Your reply should be one number: how many lines of the records below contain the string "building".

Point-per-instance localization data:
************

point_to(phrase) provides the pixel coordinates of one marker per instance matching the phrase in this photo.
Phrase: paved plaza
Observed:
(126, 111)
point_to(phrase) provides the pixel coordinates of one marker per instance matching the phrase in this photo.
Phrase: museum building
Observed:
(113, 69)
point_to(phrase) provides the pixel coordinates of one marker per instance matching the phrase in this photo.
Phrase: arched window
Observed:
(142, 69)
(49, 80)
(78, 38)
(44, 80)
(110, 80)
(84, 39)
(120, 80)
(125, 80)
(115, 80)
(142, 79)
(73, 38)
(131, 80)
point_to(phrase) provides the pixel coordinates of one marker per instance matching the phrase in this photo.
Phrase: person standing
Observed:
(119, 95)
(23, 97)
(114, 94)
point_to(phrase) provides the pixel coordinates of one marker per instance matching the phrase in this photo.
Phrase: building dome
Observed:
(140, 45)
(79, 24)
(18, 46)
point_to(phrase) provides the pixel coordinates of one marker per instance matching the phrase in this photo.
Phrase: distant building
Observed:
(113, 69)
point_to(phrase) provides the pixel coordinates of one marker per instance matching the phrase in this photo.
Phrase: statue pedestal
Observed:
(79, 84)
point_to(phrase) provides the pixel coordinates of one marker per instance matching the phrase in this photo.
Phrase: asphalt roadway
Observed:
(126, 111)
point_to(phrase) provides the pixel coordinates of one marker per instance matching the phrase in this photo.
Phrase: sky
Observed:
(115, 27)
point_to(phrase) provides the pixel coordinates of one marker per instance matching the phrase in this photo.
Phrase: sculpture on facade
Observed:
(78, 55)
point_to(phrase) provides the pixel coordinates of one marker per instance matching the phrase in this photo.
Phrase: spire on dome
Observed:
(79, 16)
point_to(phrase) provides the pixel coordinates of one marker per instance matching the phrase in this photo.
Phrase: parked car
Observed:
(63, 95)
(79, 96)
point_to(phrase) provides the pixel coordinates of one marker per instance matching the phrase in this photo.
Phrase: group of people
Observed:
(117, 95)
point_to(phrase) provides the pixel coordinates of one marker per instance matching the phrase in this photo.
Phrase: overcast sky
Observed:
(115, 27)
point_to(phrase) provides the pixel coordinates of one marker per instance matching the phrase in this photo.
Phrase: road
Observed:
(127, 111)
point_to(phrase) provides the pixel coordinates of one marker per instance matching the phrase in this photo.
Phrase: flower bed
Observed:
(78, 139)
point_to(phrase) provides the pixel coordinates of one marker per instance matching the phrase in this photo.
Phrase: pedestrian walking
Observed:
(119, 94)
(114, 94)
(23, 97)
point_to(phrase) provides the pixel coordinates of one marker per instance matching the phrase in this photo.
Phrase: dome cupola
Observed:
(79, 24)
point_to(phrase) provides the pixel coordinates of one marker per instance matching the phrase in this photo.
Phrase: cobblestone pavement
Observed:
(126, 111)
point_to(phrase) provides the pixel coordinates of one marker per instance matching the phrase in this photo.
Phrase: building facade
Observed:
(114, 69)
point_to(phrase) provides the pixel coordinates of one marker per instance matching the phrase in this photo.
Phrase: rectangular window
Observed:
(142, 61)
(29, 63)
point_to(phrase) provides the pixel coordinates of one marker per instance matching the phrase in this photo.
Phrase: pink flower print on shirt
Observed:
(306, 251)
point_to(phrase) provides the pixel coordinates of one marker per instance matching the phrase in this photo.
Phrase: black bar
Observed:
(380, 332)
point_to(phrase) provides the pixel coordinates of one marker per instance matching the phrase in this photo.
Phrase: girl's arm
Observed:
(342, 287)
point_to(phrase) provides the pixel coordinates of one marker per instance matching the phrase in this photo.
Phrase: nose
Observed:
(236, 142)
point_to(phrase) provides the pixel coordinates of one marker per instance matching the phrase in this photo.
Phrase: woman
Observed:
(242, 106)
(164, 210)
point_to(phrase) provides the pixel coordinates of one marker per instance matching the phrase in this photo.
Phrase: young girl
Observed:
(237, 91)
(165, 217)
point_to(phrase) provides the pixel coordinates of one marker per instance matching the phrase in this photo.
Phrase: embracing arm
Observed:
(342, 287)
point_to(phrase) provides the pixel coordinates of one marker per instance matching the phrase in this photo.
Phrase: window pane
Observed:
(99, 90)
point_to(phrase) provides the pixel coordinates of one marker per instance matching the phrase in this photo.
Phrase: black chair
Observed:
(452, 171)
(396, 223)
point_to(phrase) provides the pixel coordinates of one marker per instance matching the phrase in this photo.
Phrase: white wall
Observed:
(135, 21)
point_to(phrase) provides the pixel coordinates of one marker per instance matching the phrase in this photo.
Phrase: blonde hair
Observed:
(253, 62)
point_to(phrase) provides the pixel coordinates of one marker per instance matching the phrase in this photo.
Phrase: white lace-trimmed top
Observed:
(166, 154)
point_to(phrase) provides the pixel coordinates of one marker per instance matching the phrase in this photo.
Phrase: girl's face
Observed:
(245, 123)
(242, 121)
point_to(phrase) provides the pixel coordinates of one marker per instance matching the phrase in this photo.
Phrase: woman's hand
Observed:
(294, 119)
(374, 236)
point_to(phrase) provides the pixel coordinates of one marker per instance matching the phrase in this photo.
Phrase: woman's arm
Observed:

************

§ Answer section
4